Task directions:
Only the number is requested. Tally the lines of the data that hold the string "brown".

Data to examine:
■ ■ ■ ■ ■

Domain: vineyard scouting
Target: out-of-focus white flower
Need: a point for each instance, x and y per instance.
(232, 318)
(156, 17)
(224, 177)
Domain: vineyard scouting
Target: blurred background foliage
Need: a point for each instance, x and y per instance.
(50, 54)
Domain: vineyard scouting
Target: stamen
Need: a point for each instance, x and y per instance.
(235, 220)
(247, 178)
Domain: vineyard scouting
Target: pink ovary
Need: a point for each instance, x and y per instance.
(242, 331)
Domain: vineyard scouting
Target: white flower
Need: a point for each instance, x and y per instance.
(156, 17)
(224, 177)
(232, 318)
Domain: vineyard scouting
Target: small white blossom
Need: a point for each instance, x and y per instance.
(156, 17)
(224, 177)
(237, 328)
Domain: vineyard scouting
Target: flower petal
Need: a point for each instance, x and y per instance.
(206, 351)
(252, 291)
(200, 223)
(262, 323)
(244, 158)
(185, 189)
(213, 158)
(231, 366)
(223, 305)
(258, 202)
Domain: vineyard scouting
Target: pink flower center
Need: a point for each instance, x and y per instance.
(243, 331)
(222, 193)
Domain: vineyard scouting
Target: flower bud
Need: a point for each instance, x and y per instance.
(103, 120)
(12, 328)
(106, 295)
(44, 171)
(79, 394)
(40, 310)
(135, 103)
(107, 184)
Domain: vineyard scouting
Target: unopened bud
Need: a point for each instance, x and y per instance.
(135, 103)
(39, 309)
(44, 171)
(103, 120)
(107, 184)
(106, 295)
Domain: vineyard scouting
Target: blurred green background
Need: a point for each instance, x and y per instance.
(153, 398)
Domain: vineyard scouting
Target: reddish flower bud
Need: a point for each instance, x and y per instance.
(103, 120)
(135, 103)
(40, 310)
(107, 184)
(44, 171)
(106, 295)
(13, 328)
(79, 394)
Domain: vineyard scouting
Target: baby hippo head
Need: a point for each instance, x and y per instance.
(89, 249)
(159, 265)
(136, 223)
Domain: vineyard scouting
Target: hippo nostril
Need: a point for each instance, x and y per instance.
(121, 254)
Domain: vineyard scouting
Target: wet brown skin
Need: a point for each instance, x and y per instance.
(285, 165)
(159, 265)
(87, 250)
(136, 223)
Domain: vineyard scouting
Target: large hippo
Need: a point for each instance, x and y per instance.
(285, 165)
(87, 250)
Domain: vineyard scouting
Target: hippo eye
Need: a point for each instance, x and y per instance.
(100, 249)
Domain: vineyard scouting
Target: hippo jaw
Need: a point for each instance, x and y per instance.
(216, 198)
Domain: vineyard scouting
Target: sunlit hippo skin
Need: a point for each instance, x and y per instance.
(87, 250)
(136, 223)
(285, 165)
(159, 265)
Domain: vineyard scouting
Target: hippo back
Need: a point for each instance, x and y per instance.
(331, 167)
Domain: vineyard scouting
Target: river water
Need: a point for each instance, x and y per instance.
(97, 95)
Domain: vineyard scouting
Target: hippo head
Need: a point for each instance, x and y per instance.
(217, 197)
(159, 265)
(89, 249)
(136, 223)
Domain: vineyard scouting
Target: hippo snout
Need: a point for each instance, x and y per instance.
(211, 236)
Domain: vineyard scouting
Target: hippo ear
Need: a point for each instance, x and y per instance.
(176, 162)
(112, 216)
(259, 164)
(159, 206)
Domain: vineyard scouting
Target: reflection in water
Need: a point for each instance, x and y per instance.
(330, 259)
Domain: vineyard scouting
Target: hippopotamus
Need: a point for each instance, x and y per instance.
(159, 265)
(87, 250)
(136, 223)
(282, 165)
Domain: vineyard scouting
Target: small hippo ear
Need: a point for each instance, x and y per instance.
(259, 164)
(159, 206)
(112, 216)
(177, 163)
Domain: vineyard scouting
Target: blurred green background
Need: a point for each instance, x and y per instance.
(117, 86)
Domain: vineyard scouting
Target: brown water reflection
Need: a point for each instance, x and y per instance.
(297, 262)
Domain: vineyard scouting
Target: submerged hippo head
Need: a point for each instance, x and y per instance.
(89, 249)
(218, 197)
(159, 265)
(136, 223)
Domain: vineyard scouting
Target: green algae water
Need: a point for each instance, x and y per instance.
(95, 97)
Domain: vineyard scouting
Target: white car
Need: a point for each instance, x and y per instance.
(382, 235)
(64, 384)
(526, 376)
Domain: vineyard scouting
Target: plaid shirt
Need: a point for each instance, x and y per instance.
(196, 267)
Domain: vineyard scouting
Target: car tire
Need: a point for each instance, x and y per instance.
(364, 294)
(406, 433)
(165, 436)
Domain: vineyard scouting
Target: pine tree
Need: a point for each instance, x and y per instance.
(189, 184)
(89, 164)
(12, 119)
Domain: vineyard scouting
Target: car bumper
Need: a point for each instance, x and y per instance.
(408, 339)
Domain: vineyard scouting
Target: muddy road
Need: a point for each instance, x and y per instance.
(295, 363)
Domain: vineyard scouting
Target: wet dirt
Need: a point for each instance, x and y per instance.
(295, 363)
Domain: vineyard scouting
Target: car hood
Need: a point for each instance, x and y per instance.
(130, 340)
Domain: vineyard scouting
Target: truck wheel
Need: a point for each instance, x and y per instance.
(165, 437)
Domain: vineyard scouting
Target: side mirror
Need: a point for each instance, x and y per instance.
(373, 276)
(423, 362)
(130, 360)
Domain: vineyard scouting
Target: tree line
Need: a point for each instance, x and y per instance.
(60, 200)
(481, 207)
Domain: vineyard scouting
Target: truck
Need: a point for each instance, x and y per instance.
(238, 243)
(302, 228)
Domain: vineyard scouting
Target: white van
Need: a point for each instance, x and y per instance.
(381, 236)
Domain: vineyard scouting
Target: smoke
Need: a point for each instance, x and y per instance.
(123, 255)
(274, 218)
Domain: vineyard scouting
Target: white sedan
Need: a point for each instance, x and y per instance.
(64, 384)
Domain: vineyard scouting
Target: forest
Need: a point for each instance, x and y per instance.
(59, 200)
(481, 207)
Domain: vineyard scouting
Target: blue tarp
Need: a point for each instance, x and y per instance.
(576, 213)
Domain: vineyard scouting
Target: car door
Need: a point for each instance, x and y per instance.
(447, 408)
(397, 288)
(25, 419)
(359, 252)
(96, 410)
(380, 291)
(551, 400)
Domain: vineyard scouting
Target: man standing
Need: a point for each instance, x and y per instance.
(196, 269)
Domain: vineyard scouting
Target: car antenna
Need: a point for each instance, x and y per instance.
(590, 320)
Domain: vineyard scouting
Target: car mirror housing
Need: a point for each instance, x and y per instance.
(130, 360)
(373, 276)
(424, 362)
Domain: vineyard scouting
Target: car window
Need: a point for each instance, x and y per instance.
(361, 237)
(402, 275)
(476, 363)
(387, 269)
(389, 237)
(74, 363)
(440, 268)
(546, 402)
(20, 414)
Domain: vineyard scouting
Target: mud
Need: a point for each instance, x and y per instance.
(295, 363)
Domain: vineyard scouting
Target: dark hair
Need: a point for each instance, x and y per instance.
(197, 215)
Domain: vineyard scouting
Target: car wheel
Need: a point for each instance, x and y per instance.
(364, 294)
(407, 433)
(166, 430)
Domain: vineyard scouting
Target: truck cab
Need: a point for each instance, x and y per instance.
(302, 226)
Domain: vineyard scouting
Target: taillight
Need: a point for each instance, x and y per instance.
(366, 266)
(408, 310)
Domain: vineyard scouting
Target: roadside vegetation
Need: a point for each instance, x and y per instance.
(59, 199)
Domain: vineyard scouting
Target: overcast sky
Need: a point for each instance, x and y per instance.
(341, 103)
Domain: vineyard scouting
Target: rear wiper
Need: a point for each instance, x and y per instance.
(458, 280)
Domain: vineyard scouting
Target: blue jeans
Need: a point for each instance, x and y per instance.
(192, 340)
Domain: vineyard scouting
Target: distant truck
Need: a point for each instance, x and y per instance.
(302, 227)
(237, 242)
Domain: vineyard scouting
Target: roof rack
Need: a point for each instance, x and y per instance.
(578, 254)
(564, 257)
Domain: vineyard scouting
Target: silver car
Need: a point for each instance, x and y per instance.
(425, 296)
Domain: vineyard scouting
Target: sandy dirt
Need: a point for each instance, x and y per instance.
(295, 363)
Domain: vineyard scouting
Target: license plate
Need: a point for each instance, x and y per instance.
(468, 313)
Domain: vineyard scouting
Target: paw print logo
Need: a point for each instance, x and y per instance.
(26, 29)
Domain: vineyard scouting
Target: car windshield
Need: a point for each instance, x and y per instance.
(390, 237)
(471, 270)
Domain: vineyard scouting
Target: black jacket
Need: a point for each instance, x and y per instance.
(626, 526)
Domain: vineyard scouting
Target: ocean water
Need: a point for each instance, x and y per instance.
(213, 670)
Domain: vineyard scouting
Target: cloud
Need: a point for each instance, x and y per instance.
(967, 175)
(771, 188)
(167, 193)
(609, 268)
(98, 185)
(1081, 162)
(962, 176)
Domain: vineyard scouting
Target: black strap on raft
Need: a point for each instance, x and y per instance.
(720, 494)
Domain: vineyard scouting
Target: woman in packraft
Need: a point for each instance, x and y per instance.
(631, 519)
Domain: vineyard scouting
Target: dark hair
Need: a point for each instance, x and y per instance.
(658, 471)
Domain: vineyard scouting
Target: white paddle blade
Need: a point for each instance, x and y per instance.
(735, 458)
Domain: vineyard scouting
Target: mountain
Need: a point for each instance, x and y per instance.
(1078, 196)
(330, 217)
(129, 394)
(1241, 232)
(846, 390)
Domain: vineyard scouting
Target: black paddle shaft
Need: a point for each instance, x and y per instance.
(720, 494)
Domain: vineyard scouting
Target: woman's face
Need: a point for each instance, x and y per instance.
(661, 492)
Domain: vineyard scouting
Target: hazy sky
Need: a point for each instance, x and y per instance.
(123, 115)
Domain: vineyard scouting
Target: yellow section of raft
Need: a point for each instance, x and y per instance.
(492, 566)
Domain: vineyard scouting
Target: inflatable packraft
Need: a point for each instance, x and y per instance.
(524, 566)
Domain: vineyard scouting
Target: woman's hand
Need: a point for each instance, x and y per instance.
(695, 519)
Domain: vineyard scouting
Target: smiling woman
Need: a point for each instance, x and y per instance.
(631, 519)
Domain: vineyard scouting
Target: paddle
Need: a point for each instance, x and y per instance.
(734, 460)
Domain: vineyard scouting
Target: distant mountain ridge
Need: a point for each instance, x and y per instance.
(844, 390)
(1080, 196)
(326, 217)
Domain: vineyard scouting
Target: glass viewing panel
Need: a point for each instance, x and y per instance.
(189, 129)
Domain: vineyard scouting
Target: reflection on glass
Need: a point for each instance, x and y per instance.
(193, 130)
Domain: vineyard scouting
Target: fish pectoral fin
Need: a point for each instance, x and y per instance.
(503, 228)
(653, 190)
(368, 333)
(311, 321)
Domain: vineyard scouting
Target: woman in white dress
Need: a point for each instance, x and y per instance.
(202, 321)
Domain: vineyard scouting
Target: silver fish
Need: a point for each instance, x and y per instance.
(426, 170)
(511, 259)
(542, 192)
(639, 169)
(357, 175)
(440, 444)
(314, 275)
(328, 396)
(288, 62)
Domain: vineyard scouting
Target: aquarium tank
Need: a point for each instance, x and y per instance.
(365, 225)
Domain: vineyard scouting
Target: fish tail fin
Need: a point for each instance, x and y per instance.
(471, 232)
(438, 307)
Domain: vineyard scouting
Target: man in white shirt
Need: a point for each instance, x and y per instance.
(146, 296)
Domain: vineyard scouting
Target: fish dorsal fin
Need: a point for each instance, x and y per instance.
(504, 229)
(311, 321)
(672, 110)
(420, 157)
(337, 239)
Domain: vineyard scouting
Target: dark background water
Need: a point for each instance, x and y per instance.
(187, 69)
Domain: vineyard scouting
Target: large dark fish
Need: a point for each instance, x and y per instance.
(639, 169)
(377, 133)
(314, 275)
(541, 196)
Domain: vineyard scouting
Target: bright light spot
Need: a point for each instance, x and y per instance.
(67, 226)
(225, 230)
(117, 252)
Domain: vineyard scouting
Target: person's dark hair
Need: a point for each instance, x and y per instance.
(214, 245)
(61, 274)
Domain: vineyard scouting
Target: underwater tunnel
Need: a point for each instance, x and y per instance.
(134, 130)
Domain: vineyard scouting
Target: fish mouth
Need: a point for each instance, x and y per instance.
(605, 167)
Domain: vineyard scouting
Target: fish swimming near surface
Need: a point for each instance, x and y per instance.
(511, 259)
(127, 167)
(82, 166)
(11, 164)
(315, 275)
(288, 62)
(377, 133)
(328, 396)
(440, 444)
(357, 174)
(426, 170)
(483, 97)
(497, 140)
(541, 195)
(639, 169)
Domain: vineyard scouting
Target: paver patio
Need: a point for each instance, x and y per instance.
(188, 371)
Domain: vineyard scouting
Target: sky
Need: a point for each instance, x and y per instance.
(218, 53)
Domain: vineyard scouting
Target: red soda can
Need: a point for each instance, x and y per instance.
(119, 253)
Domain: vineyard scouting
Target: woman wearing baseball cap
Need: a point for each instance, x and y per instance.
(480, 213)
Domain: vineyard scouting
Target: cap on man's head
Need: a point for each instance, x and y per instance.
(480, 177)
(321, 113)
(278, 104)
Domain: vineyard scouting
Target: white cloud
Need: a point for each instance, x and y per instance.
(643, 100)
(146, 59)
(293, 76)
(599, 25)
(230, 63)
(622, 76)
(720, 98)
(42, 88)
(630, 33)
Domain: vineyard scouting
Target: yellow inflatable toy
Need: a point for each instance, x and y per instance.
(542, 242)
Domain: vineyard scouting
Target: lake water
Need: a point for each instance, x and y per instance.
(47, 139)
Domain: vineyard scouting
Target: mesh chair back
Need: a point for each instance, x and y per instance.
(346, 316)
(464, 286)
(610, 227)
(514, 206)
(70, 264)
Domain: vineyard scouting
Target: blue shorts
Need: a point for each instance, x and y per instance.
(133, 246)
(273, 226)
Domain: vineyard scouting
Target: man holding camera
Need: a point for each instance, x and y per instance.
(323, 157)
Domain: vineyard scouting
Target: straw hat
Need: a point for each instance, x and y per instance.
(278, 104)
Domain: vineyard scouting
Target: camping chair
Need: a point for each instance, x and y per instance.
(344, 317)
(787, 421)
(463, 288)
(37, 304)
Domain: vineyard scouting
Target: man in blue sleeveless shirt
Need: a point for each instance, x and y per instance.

■ ■ ■ ■ ■

Answer to this task:
2